▶ _GOAL_
Output each entry exactly; skip nothing.

▶ _PROVIDED RECORDS_

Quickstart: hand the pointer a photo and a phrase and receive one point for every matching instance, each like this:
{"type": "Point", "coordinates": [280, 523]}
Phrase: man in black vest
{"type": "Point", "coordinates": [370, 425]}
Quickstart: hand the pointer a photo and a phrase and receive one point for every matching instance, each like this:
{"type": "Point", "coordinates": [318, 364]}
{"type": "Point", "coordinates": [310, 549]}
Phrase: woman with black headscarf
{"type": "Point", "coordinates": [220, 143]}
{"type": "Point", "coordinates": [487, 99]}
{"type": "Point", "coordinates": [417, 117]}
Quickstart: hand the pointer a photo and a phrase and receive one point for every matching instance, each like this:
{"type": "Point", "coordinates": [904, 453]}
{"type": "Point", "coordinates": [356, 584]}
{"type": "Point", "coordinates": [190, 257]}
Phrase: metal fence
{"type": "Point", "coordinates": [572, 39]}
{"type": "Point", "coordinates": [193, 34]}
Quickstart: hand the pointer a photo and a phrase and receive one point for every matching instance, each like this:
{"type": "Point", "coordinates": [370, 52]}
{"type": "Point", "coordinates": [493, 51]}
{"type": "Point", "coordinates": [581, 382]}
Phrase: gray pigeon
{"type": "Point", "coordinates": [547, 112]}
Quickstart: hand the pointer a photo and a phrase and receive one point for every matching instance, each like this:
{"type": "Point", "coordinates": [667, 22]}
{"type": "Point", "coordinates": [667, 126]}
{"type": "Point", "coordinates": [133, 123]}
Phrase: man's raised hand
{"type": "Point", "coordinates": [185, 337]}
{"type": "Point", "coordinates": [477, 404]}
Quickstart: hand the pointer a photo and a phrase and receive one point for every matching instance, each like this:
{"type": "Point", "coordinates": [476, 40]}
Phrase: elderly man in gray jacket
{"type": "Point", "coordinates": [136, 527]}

▶ _EXERCISE RESPONSE_
Quickstart: hand the pointer a photo and a phrase and receive one point for every matching instance, each like this:
{"type": "Point", "coordinates": [280, 523]}
Phrase: man in black vest
{"type": "Point", "coordinates": [370, 425]}
Quickstart: hand the pointer a photo and a phrase and receive one point for every matching instance, each like this:
{"type": "Point", "coordinates": [318, 364]}
{"type": "Point", "coordinates": [310, 549]}
Phrase: woman with black headscarf
{"type": "Point", "coordinates": [220, 143]}
{"type": "Point", "coordinates": [487, 99]}
{"type": "Point", "coordinates": [417, 117]}
Quickstart: hand the pointer a photo and a phrase and receive one point for every matching instance, each like this:
{"type": "Point", "coordinates": [904, 453]}
{"type": "Point", "coordinates": [356, 584]}
{"type": "Point", "coordinates": [190, 257]}
Phrase: metal fence
{"type": "Point", "coordinates": [572, 39]}
{"type": "Point", "coordinates": [193, 34]}
Quickstart: hand the pointer a photo and a phrase and receive one point for every matching instance, each like this:
{"type": "Point", "coordinates": [370, 52]}
{"type": "Point", "coordinates": [493, 51]}
{"type": "Point", "coordinates": [581, 382]}
Phrase: gray pigeon
{"type": "Point", "coordinates": [547, 112]}
Quickstart: hand the pointer a photo and a phrase and receive one point for every matching instance, each like this:
{"type": "Point", "coordinates": [667, 22]}
{"type": "Point", "coordinates": [667, 126]}
{"type": "Point", "coordinates": [133, 123]}
Phrase: man's raised hand
{"type": "Point", "coordinates": [185, 337]}
{"type": "Point", "coordinates": [477, 404]}
Quickstart: hand the pointer a photo and a phrase and receive one point for every matching instance, each like this:
{"type": "Point", "coordinates": [476, 40]}
Phrase: elderly man in gray jacket
{"type": "Point", "coordinates": [136, 527]}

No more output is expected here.